Data for analysis section start

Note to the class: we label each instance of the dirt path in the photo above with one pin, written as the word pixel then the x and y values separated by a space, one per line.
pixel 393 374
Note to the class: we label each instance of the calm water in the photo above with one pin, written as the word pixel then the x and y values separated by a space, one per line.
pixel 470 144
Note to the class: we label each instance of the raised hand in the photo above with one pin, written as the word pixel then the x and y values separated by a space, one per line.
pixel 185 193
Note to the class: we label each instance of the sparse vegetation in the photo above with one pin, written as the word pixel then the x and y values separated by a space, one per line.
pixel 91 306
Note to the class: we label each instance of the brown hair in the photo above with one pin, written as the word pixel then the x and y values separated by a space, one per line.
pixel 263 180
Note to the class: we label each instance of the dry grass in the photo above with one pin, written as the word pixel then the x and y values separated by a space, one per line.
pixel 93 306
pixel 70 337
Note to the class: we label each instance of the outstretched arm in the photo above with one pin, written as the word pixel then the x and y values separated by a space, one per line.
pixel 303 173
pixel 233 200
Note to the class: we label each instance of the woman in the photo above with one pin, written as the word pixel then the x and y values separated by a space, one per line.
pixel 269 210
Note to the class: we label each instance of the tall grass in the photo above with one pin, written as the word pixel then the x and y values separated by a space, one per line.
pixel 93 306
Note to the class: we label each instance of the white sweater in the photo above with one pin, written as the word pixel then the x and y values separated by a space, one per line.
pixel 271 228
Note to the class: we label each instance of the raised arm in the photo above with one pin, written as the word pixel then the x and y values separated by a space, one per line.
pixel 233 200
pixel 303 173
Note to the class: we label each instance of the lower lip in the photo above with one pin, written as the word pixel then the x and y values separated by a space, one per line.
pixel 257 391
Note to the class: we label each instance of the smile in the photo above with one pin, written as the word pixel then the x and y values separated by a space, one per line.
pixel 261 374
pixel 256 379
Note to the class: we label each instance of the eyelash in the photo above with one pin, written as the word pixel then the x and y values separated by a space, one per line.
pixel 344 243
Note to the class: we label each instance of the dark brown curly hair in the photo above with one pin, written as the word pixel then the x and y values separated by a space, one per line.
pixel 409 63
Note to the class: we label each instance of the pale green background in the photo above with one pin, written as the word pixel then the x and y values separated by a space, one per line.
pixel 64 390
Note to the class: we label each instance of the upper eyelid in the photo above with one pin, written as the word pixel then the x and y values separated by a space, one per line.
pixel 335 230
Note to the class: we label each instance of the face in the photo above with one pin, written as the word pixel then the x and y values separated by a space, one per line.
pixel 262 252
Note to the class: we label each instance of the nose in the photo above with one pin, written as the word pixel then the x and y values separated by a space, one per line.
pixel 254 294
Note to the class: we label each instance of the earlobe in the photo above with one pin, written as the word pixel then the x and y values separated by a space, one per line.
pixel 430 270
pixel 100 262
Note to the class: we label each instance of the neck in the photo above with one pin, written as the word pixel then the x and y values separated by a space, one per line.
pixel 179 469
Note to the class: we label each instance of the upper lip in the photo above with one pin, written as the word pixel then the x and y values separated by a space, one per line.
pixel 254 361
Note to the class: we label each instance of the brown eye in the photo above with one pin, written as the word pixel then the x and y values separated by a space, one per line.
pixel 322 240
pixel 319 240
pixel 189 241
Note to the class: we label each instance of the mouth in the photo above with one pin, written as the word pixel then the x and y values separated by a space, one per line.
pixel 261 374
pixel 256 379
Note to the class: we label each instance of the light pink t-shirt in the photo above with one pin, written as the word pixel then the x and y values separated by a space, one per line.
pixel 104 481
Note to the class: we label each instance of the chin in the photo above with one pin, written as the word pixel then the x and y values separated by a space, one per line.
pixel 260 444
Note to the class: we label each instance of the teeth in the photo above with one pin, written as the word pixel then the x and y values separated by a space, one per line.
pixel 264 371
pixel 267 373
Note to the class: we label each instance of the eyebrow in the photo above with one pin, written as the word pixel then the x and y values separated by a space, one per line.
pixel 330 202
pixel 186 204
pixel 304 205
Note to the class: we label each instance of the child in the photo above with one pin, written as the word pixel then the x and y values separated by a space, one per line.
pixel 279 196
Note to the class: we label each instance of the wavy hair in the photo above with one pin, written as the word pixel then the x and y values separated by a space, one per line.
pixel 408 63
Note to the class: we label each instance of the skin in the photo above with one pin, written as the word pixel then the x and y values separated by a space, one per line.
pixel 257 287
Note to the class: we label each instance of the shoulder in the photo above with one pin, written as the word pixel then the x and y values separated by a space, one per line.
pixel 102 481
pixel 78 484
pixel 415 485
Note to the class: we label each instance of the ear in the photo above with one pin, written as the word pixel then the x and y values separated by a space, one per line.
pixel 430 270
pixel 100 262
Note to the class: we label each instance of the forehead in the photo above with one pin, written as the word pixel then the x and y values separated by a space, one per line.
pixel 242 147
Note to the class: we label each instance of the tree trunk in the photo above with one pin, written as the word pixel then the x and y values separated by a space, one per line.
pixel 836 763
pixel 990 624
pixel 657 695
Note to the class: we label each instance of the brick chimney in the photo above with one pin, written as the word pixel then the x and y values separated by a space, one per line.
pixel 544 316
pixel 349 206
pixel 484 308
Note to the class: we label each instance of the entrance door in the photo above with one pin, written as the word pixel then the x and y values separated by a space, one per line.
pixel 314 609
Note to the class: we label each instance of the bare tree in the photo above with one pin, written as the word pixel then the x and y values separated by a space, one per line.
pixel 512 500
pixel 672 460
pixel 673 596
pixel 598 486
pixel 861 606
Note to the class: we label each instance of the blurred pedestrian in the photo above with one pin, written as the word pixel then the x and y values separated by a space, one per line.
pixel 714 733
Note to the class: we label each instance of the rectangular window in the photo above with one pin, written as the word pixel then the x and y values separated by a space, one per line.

Data for analysis section end

● Task brief: What you need to do is repeat every record above exactly.

● Exercise answer:
Note to the class: we label each instance of the dirt path in the photo above with one pin, written as the word pixel then the x and y values separated by a space, one per line.
pixel 393 374
Note to the class: we label each instance of the calm water in the photo above with one pin, written as the word pixel then the x and y values separated by a space, one per line.
pixel 470 144
Note to the class: we label each instance of the raised hand in the photo above with one pin, written as the word pixel then the x and y values separated by a space, one per line.
pixel 185 193
Note to the class: we label each instance of the sparse vegetation in the photo above with one pin, written as the word pixel then the x and y values separated by a space, one per line.
pixel 91 306
Note to the class: we label each instance of the brown hair in the photo above with one pin, written as the word pixel then the x and y values separated by a space, one per line.
pixel 263 180
Note to the class: we label each instance of the dry grass in the photo above with one pin, written as the word pixel then the x and y values separated by a space, one per line.
pixel 93 306
pixel 70 337
Note to the class: we label each instance of the outstretched arm in the photo above with one pin, written as the word pixel then the x and y values separated by a space, one per line.
pixel 303 173
pixel 233 200
Note to the class: we label each instance of the woman in the photo above with one pin, written as the word pixel then the x and y values separated by a space, one per line.
pixel 269 210
Note to the class: we label each instance of the tall grass in the photo above with one pin, written as the word pixel then the x and y values separated by a space, one per line.
pixel 93 306
Note to the class: we label each instance of the white sweater in the photo above with one pin, written as the word pixel then the x and y values separated by a space, one per line.
pixel 271 228
Note to the class: we label each instance of the raised arm in the photo above with one pin, written as the word pixel then the x and y values separated by a space, one per line.
pixel 233 200
pixel 303 173
Note to the class: we label each instance of the lower lip in the photo above with one pin, written as the word pixel then the x and y values separated by a space, one per line.
pixel 257 391
Note to the class: we label each instance of the smile in the photo above with one pin, written as the word pixel then the x and y values separated by a space, one per line.
pixel 261 374
pixel 256 379
Note to the class: we label each instance of the eyelash in the photo above with one pin, written as the word pixel then the x and y values separated by a space, one per line.
pixel 344 243
Note to the class: we label each instance of the dark brown curly hair in the photo above with one pin, written as the word pixel then the x and y values separated by a space, one per line.
pixel 409 63
Note to the class: we label each instance of the pale green background in the photo above with one pin, written as the word pixel then the x and y values separated by a space, one per line.
pixel 64 390
Note to the class: we label each instance of the upper eyelid in the photo above with one pin, written as the word pixel then the x and y values separated by a space, one per line.
pixel 335 230
Note to the class: we label each instance of the face in the photo above with one pin, written as the word pixel then the x and y values separated by a space, one per line.
pixel 262 252
Note to the class: we label each instance of the nose in the photo above with one pin, written as the word pixel then the x and y values separated by a space, one per line.
pixel 254 294
Note to the class: we label each instance of the earlobe in the photo above with one pin, written as the word pixel then the x and y values separated by a space, one per line.
pixel 430 270
pixel 100 262
Note to the class: we label each instance of the neck in the photo above with one pin, written as the word pixel then the x and y values separated by a space, one per line.
pixel 179 469
Note to the class: we label each instance of the upper lip in the photo above with one pin, written as the word pixel then the x and y values separated by a space, one per line.
pixel 254 361
Note to the class: we label each instance of the brown eye in the photo above with one pin, written as the word pixel then the x and y values separated by a space, one per line.
pixel 322 240
pixel 319 240
pixel 189 241
Note to the class: we label each instance of the mouth in the photo above with one pin, written as the word pixel then the x and y values separated by a space, one per line.
pixel 261 374
pixel 256 379
Note to the class: we label each instance of the light pink t-shirt in the photo above with one pin, written as the word pixel then the x and y values separated by a space, one per line.
pixel 104 481
Note to the class: we label each instance of the chin in the photo above with one pin, written as the word pixel then the x and y values separated by a space, one per line.
pixel 260 444
Note to the class: we label each instance of the teeth in the photo above with one pin, written as the word pixel then the x and y values separated by a space, one per line.
pixel 264 371
pixel 267 373
Note to the class: we label each instance of the eyebrow in the photo above with one pin, written as the word pixel then the x and y values separated by a space, one per line.
pixel 330 202
pixel 186 204
pixel 304 205
Note to the class: we label each instance of the child in the photo above with one pin, written as the word pixel then the x and y values separated by a space, one per line.
pixel 279 196
Note to the class: we label each instance of the wavy hair in the photo above with one pin, written as the word pixel then the x and y values separated by a space, one per line.
pixel 408 63
Note to the class: we label each instance of the skin in the photo above with one pin, written as the word pixel then the x and y values separated by a space, one per line.
pixel 257 287
Note to the class: we label each instance of the shoulder in the photo above with one pin, written as the word pixel then the x and y values separated by a space, one per line.
pixel 102 481
pixel 78 484
pixel 415 485
Note to the class: we label each instance of the ear in the photo above with one pin, written as the word pixel then the x and y values separated by a space, one per line.
pixel 430 270
pixel 100 262
Note to the class: we label each instance of the forehead in the photo above with one pin, written as the word pixel then the x and y values separated by a space, one per line.
pixel 242 147
Note to the class: we label each instance of the tree trunk in the photo above with one pin, written as the word pixel then the x and y values separated by a space, one per line.
pixel 836 763
pixel 990 624
pixel 657 695
Note to the class: we label each instance of the brick chimney in the photo above with one pin, written as the word pixel then the x and y values separated by a space, one per line.
pixel 544 316
pixel 349 206
pixel 484 308
Note to the class: we label each instance of the entrance door in the photo above with one pin, written as the word pixel then the x and y values separated by a space, one per line.
pixel 314 609
Note to the class: we label each instance of the bare tree in the photo above with one pin, written as the word pixel then the x and y values separated by a space, one per line.
pixel 512 500
pixel 672 460
pixel 673 596
pixel 598 486
pixel 861 606
Note to the class: we label each instance of the blurred pedestrian in the photo above with one pin, written as the word pixel then the x and y values separated by a space, one per line.
pixel 714 733
Note to the class: we label each instance of the rectangular window in the photo above with one pin, written as the word pixel then the x and y values separated by a space, one per line.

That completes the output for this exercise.